Record excerpts:

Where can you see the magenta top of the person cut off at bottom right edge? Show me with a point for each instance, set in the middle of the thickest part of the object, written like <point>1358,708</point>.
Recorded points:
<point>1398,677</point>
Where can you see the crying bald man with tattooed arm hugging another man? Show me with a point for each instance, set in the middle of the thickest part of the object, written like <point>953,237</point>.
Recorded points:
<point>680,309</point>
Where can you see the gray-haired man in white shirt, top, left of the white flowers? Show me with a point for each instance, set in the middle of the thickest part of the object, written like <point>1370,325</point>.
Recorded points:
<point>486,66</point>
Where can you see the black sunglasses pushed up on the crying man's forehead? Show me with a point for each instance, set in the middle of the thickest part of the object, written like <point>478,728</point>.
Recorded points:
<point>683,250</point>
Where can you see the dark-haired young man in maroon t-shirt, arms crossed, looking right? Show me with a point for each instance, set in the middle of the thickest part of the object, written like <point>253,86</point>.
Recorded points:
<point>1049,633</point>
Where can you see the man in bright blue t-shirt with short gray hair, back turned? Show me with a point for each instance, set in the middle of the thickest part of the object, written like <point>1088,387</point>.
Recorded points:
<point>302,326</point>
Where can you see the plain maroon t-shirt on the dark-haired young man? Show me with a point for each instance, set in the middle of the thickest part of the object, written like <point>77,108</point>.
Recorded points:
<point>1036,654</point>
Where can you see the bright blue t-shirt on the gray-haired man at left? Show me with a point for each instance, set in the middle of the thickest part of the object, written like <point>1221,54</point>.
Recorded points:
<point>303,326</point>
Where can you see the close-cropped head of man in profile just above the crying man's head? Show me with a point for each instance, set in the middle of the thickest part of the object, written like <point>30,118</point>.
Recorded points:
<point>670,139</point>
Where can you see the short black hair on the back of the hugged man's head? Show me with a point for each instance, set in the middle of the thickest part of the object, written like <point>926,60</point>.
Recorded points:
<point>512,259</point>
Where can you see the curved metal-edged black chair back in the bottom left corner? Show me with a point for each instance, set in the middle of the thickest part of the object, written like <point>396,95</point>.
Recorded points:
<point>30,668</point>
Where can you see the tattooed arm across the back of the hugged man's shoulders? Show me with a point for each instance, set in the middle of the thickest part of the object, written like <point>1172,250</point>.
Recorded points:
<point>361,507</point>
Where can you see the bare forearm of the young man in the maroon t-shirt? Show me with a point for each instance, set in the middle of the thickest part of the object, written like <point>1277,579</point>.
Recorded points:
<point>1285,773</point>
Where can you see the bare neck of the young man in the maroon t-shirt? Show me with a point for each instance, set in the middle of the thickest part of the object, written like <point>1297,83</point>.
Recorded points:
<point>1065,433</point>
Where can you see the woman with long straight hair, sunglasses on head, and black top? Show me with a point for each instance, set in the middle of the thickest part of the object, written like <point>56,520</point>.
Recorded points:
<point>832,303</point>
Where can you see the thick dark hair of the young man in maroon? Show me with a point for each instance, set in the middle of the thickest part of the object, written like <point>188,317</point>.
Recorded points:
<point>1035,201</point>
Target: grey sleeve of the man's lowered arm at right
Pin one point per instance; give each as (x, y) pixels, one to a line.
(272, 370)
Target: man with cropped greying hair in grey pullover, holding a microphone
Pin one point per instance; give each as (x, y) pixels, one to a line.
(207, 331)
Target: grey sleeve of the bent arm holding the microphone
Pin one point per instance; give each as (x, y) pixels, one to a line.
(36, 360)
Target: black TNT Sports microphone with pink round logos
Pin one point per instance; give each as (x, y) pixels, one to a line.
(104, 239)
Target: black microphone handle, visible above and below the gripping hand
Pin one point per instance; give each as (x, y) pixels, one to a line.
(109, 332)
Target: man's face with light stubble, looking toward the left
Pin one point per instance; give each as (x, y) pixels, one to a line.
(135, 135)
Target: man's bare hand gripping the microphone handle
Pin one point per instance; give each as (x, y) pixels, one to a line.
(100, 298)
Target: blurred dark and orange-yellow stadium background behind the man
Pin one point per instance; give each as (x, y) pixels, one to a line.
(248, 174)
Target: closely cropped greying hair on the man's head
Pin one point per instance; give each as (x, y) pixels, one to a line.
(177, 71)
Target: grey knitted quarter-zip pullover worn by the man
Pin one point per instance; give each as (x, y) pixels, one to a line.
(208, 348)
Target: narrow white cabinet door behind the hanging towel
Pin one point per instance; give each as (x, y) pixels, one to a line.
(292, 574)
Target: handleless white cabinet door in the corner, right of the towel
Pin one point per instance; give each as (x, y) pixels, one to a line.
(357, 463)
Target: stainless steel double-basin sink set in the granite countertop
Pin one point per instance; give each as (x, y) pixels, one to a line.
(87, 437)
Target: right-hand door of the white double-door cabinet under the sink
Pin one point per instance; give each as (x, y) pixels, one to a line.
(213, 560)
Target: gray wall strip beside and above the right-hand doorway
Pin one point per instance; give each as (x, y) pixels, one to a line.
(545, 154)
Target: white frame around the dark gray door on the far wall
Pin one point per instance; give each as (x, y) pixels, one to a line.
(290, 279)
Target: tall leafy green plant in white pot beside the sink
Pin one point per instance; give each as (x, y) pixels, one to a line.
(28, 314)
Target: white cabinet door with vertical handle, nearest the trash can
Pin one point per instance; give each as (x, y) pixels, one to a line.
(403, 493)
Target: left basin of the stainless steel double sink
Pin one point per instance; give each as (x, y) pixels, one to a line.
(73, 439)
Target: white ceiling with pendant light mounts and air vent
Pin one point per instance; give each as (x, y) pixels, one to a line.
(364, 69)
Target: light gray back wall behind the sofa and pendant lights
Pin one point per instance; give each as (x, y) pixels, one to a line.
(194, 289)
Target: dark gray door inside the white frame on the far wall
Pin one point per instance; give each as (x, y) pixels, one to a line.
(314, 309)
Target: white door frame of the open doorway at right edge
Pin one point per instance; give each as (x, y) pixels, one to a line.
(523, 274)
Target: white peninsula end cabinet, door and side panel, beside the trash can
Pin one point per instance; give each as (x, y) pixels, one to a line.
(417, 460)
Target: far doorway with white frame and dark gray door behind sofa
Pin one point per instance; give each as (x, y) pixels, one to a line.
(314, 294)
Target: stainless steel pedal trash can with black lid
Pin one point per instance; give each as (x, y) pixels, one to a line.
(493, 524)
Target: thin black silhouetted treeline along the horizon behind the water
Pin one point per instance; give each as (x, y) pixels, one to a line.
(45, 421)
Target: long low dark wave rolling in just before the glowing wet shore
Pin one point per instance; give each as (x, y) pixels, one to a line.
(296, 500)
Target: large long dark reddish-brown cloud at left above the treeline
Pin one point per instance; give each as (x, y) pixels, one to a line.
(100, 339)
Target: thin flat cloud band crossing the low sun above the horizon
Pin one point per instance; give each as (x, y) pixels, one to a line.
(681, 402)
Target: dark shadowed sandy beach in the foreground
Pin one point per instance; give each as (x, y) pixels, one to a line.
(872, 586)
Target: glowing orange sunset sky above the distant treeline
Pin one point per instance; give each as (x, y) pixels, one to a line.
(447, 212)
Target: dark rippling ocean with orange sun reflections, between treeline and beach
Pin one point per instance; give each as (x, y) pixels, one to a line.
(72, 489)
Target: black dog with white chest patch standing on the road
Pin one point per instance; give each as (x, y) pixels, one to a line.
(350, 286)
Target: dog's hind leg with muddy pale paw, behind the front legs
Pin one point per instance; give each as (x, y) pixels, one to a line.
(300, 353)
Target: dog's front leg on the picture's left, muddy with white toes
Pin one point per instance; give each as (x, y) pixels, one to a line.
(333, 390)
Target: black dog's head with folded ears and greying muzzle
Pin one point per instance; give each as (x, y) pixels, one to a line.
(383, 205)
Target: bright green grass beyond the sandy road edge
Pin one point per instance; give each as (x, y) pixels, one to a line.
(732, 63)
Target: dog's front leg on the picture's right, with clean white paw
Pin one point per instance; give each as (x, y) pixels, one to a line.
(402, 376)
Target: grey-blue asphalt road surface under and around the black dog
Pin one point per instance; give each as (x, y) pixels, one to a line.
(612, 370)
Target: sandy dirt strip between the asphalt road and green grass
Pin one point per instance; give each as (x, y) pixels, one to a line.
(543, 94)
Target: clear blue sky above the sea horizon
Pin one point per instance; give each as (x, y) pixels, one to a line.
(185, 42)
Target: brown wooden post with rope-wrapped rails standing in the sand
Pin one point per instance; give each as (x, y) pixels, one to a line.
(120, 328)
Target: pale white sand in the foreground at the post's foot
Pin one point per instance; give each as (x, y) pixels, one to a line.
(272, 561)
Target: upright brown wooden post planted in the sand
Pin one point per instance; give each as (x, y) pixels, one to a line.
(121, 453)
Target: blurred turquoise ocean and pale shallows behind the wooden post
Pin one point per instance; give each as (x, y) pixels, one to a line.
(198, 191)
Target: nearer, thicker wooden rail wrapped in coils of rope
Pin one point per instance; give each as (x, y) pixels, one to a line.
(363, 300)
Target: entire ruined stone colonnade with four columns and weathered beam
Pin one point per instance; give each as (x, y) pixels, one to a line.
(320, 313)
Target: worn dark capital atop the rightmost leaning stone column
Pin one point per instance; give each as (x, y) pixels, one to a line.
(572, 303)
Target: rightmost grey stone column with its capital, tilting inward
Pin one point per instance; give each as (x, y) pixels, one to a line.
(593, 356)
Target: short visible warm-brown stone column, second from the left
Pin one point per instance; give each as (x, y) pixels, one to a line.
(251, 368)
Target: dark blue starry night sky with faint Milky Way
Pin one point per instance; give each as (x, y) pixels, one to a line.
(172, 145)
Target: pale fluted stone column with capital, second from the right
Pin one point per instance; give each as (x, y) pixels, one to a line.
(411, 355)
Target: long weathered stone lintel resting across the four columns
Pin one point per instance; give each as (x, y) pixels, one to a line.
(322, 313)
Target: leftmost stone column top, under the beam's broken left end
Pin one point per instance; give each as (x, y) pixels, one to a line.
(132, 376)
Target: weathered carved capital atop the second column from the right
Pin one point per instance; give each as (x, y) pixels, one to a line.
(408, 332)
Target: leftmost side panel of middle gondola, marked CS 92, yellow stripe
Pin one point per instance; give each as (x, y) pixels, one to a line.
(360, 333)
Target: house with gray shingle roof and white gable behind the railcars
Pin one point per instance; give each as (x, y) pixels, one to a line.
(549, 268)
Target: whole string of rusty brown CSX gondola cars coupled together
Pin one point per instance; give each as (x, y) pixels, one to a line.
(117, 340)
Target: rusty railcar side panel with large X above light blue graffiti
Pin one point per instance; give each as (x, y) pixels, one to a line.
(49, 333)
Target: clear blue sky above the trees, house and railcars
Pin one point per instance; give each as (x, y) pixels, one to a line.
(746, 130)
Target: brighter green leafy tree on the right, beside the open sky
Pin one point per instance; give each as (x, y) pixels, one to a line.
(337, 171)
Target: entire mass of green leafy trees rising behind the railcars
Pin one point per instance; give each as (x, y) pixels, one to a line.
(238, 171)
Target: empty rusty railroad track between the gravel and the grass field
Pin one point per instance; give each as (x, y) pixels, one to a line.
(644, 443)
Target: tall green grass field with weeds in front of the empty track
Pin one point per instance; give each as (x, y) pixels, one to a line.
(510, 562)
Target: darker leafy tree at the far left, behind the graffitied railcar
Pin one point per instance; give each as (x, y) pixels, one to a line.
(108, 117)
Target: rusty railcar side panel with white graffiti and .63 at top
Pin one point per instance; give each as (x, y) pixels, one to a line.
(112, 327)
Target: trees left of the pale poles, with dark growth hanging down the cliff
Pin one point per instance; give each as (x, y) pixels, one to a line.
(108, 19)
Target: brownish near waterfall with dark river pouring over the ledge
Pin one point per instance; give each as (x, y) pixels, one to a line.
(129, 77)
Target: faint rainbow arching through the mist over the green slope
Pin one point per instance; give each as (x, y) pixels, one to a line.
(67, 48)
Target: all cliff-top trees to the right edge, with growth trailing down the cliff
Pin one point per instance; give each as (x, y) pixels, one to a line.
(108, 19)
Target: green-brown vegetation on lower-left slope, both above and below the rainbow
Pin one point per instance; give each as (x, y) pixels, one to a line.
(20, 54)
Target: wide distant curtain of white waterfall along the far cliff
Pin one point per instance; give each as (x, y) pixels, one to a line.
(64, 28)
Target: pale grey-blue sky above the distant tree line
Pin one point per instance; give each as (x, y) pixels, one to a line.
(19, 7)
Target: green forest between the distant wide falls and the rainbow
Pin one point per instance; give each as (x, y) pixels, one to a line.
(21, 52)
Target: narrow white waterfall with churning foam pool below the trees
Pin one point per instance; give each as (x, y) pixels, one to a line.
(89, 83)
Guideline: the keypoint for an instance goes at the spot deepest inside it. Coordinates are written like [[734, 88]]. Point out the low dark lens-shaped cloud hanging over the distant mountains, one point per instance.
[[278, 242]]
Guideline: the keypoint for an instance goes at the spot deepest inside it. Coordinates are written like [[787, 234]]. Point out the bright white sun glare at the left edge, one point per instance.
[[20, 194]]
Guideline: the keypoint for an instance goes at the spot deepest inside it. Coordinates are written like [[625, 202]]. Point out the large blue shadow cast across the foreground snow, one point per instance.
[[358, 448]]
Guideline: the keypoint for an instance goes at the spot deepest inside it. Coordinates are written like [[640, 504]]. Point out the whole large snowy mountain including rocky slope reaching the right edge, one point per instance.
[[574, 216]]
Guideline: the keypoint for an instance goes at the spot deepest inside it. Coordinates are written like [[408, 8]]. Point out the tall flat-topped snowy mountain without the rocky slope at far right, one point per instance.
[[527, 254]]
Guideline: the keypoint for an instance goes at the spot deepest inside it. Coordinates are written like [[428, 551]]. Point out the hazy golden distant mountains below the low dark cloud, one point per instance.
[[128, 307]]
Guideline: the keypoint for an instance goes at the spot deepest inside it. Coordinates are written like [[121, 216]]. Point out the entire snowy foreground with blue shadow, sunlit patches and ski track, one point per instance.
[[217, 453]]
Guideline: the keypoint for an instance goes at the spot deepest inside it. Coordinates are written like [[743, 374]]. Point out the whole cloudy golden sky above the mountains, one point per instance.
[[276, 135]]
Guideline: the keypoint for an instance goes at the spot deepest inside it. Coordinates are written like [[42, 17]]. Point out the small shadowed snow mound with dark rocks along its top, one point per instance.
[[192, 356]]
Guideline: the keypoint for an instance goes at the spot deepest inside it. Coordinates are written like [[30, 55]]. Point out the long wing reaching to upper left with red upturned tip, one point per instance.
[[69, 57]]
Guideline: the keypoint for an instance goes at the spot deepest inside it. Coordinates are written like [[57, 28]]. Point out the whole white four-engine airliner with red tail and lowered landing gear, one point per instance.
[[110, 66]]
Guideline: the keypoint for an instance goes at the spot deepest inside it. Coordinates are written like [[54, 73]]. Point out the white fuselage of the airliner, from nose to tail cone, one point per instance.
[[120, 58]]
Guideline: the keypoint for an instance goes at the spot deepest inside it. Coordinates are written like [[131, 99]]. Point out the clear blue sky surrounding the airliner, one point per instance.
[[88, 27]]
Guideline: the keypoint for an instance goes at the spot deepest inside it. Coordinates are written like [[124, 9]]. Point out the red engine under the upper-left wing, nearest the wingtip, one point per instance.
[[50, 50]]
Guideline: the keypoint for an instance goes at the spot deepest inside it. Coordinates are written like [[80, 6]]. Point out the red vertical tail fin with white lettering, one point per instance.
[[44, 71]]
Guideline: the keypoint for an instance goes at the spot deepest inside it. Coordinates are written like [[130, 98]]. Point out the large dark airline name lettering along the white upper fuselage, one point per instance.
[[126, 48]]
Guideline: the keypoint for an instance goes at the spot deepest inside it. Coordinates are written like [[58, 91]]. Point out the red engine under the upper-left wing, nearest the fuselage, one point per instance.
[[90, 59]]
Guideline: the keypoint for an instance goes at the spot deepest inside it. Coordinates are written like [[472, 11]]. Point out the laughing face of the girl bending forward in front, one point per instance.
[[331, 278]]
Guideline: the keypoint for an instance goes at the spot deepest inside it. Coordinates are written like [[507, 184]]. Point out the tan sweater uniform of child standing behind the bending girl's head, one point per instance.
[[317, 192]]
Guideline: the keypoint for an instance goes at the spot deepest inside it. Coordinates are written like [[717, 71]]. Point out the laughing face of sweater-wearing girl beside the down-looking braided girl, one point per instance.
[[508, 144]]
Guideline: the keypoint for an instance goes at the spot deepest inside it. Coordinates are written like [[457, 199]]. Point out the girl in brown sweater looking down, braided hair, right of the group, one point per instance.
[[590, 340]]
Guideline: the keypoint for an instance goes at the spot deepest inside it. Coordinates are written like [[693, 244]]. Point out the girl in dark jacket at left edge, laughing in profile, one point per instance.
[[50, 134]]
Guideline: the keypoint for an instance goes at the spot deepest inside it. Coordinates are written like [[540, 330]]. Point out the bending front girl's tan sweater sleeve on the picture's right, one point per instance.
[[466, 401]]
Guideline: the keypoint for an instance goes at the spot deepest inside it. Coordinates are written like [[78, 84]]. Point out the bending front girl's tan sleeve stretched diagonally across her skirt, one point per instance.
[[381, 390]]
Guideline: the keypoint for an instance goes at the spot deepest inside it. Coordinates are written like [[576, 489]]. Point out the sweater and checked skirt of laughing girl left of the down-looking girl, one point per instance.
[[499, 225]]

Problem description: For the lines above, output exactly those from the line containing "Target: grey-blue asphalt" through the line containing "Target: pale white", and skip the others.

Written answer:
Target: grey-blue asphalt road surface under and around the black dog
Pin one point per instance; give each as (x, y) pixels, one to a line.
(612, 370)
Target: sandy dirt strip between the asphalt road and green grass
Pin one point per instance; give each as (x, y) pixels, one to a line.
(543, 94)
Target: clear blue sky above the sea horizon
Pin one point per instance; give each as (x, y) pixels, one to a line.
(185, 42)
Target: brown wooden post with rope-wrapped rails standing in the sand
Pin one point per instance; give each as (x, y) pixels, one to a line.
(120, 328)
Target: pale white sand in the foreground at the post's foot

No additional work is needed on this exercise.